● Your instructions
Identify every line among the items below that contains the word "blue", and copy each one. Case counts.
>> START
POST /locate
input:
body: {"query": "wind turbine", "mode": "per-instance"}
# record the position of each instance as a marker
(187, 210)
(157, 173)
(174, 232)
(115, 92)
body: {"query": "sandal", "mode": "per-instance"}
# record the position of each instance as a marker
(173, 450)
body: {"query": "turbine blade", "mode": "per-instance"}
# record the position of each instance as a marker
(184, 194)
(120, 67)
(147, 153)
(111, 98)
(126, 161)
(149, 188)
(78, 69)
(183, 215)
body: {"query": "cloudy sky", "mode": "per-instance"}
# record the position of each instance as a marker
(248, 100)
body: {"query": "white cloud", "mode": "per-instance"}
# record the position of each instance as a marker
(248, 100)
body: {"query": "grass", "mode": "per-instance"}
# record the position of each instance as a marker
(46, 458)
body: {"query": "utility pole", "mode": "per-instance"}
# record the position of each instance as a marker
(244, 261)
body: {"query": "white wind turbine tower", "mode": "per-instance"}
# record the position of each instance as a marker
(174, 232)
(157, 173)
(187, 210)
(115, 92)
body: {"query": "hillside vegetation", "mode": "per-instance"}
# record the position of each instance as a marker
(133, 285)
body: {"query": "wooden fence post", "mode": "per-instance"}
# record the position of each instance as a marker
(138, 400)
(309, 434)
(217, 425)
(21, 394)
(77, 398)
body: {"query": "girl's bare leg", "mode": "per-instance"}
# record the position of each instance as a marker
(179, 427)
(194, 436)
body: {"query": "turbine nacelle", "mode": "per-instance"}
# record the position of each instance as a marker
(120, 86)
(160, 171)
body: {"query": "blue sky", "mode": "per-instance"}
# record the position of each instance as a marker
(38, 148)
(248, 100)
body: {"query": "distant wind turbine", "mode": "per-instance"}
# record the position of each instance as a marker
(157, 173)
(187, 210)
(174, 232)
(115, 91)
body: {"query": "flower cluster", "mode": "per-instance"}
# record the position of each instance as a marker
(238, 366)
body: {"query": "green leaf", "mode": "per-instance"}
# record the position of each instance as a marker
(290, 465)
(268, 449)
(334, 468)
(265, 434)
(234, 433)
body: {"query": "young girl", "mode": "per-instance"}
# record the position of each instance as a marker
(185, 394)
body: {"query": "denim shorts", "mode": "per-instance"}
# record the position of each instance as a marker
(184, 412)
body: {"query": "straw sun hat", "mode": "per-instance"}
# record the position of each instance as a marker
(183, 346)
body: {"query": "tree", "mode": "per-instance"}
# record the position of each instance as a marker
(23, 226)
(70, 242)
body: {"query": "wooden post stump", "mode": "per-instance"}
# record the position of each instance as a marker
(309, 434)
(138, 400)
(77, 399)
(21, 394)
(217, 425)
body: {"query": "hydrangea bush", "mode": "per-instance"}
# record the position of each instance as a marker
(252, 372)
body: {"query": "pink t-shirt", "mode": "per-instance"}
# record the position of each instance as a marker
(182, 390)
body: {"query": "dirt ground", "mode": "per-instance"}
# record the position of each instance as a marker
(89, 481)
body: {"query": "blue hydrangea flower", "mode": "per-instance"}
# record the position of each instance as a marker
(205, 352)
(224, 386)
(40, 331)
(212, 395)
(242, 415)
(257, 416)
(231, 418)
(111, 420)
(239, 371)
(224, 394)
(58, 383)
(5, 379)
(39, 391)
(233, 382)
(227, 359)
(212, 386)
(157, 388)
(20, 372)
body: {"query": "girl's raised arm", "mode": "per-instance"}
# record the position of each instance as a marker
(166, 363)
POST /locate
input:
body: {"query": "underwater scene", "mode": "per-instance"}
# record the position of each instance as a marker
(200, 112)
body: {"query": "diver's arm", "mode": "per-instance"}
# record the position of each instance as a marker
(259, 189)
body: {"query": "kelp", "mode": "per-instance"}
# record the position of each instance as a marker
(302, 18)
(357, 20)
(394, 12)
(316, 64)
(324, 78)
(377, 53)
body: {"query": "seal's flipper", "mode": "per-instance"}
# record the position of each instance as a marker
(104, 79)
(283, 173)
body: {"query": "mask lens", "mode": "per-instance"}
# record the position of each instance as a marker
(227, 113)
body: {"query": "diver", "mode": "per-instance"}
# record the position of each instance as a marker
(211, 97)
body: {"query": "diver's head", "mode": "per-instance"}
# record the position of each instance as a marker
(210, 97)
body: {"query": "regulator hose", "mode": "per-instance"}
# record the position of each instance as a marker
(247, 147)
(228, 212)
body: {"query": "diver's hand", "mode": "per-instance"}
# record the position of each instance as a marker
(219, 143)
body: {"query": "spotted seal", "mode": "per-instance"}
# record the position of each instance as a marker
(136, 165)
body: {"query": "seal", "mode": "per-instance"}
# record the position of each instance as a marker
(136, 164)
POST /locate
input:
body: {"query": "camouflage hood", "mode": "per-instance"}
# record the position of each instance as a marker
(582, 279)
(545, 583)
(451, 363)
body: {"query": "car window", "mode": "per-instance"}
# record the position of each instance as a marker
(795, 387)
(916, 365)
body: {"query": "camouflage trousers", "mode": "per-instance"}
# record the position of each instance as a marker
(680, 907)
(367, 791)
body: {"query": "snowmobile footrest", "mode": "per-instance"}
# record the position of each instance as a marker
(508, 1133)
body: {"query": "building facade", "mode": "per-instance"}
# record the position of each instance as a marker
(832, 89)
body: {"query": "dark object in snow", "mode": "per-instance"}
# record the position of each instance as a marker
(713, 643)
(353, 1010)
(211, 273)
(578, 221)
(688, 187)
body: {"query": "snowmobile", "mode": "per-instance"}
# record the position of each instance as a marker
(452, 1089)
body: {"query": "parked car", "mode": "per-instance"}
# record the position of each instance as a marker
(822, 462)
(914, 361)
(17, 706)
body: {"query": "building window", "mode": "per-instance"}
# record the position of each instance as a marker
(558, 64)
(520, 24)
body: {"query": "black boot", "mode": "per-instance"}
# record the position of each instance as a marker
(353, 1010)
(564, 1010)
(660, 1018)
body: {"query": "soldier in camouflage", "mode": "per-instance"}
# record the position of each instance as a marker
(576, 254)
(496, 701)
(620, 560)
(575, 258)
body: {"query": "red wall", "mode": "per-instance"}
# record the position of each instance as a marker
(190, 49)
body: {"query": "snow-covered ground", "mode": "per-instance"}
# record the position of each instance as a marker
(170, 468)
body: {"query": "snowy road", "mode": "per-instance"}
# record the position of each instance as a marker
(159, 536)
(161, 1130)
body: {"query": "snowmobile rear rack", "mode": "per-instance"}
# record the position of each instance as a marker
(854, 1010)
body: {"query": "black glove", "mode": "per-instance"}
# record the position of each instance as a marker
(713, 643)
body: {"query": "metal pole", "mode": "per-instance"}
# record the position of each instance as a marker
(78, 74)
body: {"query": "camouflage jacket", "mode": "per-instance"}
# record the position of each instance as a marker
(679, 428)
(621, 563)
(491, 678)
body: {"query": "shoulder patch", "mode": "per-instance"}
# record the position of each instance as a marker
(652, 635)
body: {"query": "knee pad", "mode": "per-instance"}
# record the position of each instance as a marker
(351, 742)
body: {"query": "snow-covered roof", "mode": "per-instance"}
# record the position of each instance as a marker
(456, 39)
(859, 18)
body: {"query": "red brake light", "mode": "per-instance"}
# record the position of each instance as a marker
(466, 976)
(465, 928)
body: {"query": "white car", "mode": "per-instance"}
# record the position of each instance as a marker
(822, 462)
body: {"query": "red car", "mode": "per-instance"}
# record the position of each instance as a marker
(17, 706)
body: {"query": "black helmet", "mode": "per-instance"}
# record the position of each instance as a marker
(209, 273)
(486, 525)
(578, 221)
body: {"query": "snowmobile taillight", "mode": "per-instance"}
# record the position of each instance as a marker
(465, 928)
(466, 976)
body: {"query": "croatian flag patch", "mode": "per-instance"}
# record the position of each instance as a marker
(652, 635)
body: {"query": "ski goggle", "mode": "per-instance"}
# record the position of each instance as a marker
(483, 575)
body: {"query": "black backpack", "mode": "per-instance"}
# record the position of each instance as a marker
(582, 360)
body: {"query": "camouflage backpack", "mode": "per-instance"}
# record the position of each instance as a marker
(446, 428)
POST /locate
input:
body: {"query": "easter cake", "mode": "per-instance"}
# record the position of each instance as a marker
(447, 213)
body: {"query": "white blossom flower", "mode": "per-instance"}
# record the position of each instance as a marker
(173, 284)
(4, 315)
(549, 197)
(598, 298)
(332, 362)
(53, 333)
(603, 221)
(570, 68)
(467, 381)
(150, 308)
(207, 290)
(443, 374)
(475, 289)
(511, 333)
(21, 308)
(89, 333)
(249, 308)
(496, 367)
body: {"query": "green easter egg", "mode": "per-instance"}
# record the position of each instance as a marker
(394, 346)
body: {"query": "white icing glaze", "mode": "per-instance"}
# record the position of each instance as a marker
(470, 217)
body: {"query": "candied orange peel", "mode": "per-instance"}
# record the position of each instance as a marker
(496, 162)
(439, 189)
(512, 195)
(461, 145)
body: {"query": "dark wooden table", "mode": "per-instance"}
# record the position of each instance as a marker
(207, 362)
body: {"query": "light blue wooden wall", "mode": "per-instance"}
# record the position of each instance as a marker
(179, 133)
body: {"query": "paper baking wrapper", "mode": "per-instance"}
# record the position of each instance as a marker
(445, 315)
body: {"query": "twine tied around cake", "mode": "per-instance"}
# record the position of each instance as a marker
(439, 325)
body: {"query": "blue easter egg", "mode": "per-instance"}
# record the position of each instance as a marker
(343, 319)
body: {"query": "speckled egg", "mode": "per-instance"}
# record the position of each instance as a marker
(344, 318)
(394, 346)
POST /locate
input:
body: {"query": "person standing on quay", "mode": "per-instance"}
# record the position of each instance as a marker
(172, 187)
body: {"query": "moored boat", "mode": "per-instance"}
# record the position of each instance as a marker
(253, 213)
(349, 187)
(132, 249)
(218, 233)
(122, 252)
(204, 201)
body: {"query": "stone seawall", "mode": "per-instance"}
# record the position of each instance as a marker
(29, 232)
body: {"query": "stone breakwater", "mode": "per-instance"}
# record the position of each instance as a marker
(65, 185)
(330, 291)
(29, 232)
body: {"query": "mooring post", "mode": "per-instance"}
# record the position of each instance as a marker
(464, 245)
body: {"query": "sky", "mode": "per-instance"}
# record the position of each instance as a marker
>> END
● Solution to the problem
body: {"query": "blue sky", "mode": "per-instance"}
body: {"query": "blue hydrangea flower", "mode": "per-instance"}
body: {"query": "light blue wooden wall", "mode": "per-instance"}
body: {"query": "blue easter egg", "mode": "per-instance"}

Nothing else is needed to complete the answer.